#### [Source extract]

The president has no direct power over the price of hearing aids. There was a bill to give a tax credit when you buy hearing aids but it did not pass. H.R.1882 and S.315 are the bills. Write to your congressmen and women to tell them you want it to pass. Trump says he will make them listen now so maybe it is a good time to try again.
The President of the United States doesn't have direct control over the price of hearing aids. He can nominate secretaries who oversee departments like the FDA and the FTC and HHS, and he can encourage Congress to write and to pass laws that affect the cost of healthcare, but he doesn't write the laws. Plus, he is a capitalist, and I'm pretty sure he thinks hearing aid manufacturers should be able to make money.
Honestly, hearing aids cost you so much because they cost professionals so much. They cost us hundreds to well over a thousand dollars per device just for us to obtain it in order to sell it to you. They also cost us years of education and experience in order to help you use them effectively in order to help your brain understand speech more easily. You are paying for the device and also for the fitting services. Think of a car - the device costs a lot of money, but the government made rules for how to build it and use it safely, someone spent hours teaching you how to operate it (whether you paid for your driving instruction or not), and even after you know how to use it, you still need a mechanic to keep it working for you over the years. All these things cost money to allow you to drive a car, and similar things cost money to allow you to use hearing aids safely and effectively.
There is a lot of information in the news recently that is sponsored by electronics companies who want to be able to sell "over the counter" hearing aids. They haven't spent years researching how the ear works, or how the nerves work, or how the brain actually understands all that neurological information. They haven't spent time developing devices that fit the ear well, won't break easily, won't short out if they are splashed with water, and actually sound good. They just want to be able to make cheap hearing aids and sell them and make lots of money. So they put information in the news to make you think hearing aids are price-fixed, and they completely discount all the time and money that went into the research and learning that make hearing aids different from cheap sound amplifiers.
If you want a cheap "hearing aid", buy a personal sound amplifier or download an amplifier app for your cell phone. If you only have mild hearing loss, you may do well with it. President Trump doesn't have to do a thing for you to have access to those things - they're already available in electronics stores, in many department stores and drug stores and pharmacies, and online. But if you want a custom-fit medical device that has years of research backing why it works, and a highly-trained professional with years of experience troubleshooting the crazy things electronic sounds amplifiers can do, come see an audiologist (or a good hearing aid dispenser). We have your best hearing ability as our top priority, no matter who is President of the United States!

#### [Information supplied]
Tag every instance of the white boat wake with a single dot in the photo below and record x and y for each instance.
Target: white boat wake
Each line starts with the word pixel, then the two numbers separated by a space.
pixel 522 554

#### [Assigned task A]
List every place the hearing aid text names where personal sound amplifiers are already available.
#### [Assigned task B]
Quote the hearing aid text from "The President of" up to and including "to make money.".
#### [Assigned task C]
Using the hearing aid text, answer each question:
(i) Which two bills would have given a tax credit for buying hearing aids?
(ii) How much does each device cost professionals to obtain?
(iii) What kind of companies sponsor the news information about selling "over the counter" hearing aids?
Rely only on the hearing aid text.

#### [Expected output A]
- electronics stores
- department stores
- drug stores
- pharmacies
- online

#### [Expected output B]
The President of the United States doesn't have direct control over the price of hearing aids. He can nominate secretaries who oversee departments like the FDA and the FTC and HHS, and he can encourage Congress to write and to pass laws that affect the cost of healthcare, but he doesn't write the laws. Plus, he is a capitalist, and I'm pretty sure he thinks hearing aid manufacturers should be able to make money.

#### [Expected output C]
(i) H.R.1882 and S.315
(ii) Hundreds to well over a thousand dollars per device
(iii) Electronics companies